--- start Given records ---

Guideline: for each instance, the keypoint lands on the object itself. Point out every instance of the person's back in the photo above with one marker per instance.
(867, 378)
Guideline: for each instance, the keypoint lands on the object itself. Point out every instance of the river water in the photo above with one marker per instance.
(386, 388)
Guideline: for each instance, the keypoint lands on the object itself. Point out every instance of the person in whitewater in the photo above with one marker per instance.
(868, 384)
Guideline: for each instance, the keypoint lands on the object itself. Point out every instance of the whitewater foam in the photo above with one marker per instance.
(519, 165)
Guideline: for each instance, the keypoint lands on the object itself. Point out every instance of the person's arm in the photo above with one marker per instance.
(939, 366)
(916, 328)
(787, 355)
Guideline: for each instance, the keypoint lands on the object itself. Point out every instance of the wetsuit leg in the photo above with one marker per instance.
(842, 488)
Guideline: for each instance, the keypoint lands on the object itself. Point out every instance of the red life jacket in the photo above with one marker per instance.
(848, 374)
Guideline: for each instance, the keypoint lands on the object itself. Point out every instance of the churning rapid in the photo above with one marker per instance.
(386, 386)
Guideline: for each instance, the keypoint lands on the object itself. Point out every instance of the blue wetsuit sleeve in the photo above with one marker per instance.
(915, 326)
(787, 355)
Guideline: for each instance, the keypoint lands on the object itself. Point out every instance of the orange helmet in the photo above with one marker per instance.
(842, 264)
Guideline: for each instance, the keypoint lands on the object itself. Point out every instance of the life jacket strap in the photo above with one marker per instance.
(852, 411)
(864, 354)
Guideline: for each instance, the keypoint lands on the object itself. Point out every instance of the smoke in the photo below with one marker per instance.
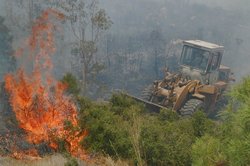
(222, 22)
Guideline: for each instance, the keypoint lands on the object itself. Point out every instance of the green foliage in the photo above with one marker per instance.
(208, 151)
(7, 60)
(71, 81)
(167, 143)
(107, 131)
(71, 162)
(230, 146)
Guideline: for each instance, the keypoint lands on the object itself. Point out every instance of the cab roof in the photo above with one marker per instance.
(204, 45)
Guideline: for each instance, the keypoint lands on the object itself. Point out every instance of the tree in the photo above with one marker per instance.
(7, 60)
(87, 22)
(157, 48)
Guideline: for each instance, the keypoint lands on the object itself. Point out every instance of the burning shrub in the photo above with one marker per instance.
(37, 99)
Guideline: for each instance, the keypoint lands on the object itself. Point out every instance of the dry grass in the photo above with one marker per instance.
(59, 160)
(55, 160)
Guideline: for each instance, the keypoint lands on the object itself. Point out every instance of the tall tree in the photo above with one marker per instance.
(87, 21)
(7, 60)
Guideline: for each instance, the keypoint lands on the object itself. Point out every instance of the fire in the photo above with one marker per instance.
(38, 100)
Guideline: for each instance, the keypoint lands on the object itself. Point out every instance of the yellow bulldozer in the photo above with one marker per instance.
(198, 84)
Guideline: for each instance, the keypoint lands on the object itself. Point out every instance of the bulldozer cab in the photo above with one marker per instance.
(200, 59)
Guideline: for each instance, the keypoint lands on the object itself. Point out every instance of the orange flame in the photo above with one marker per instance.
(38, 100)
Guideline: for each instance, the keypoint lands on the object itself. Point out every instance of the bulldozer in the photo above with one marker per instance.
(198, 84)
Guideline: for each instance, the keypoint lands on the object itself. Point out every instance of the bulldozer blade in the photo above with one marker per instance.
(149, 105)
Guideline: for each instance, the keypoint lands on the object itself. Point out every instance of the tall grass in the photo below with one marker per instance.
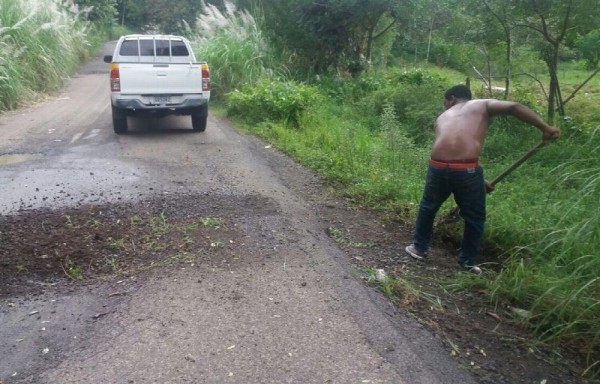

--- end Given records ---

◆ **Task goal**
Return every item above word for word, leaving out the pictures.

◆ **Solution to this exercise**
Guideline: for each instance, the keypoint lands on the object itself. Point out every instance of the person's back in the photo above with one marker per instance.
(867, 378)
Guideline: for each instance, the keypoint lands on the object itself. Point out every instance of the river water in the photo above with one marker per instance.
(386, 388)
Guideline: for each instance, the keypoint lands on the object itself. Point out every instance of the person in whitewater in the photo above with one marker per instance.
(868, 384)
Guideline: for each instance, the keypoint lands on the object itself. Point out every instance of the whitewater foam in the photo above with one marker per instance.
(519, 165)
Guideline: for each instance, the keypoint lands on the object itself. Point out every instance of the person's arm in the photo above with one marker per instance.
(939, 366)
(916, 328)
(787, 355)
Guideline: for each instance, the keypoint lands on the object itself. Point out every instance of the wetsuit leg in the photo above with one marker per instance.
(842, 488)
Guideline: for each instance, the keypoint lands on the object itself. Point out every instance of the red life jacket in the photo above with one marker per instance.
(848, 374)
Guideline: for each instance, the keypoint lands on the object itself. Point out every instance of the churning rapid in the photo above with one marker per instance.
(386, 386)
Guideline: for each instance, the keypoint lands on the object itself. Point out every instance of the blue wetsuit sleeve in the photo above with one marker per instance.
(915, 326)
(787, 355)
Guideline: for each instance, the keypoint lands on the object itself. Point out every instance of the orange helmet in the photo above with one marker per instance.
(842, 264)
Guideline: for each instance, the keypoint lands on the object itself. Point out every instance of the life jacket strap in the photo above with one marker per instance.
(852, 411)
(864, 354)
Guideline: for each instance, the keypoint lands on the object itself. Point out every instance of the smoke in the photo below with one marker per instance.
(222, 22)
Guideline: for each instance, the keypoint lands on the object itself. Point out every instance of the green foliage in the photo above with one marker per instance.
(208, 151)
(7, 60)
(71, 81)
(167, 143)
(107, 131)
(71, 162)
(230, 146)
Guideline: for each instance, the keypoint lands on the object itself. Point out every instance of the cab roof in the photo above with one marker per instance.
(204, 45)
Guideline: for each instance, the keypoint lands on the object itself. Point out every instance of the tree in the photo above with one marker per instance.
(7, 60)
(87, 22)
(157, 48)
Guideline: for each instance, the keypoint lands on the object itself. Point out every instance of the burning shrub in the photo above with one marker per instance.
(37, 99)
Guideline: for each instance, the keypoint lands on the object itself. Point out every instance of the dry grass in the photo above with one marker per instance.
(59, 160)
(55, 160)
Guideline: for each instance, the keypoint lands on the object itself. Point out every instance of the tall tree in the photo above with one marker per instance.
(87, 21)
(7, 60)
Guideline: for each instance, the keypoint lands on the object itself. Point out every instance of the fire in the photo above with one marker per instance.
(38, 100)
Guideline: for each instance, the keypoint lands on the object itself. Point out every instance of the yellow bulldozer in the photo above with one marker per instance.
(198, 84)
Guideline: for each instance, the keypoint lands on the object itself. Point out every instance of the bulldozer cab in the photo above with one marker per instance.
(200, 59)
Guideline: for each instance, the keypoint lands on the object itself. Point out every instance of the orange flame in the photo above with one marker per instance.
(38, 100)
Guideline: for each instance, the keypoint lands on the object itself. Point out every instance of the bulldozer in the photo above with one marker per instance.
(198, 84)
Guideline: for each instance, the keypoint lands on the object itself. Point out every instance of the bulldozer blade in the photo above with one marker per instance.
(149, 105)
Guideline: for each instance, the keypoint lands on the object itself. Point out every instance of the tall grass in the photo below with one marker per instance.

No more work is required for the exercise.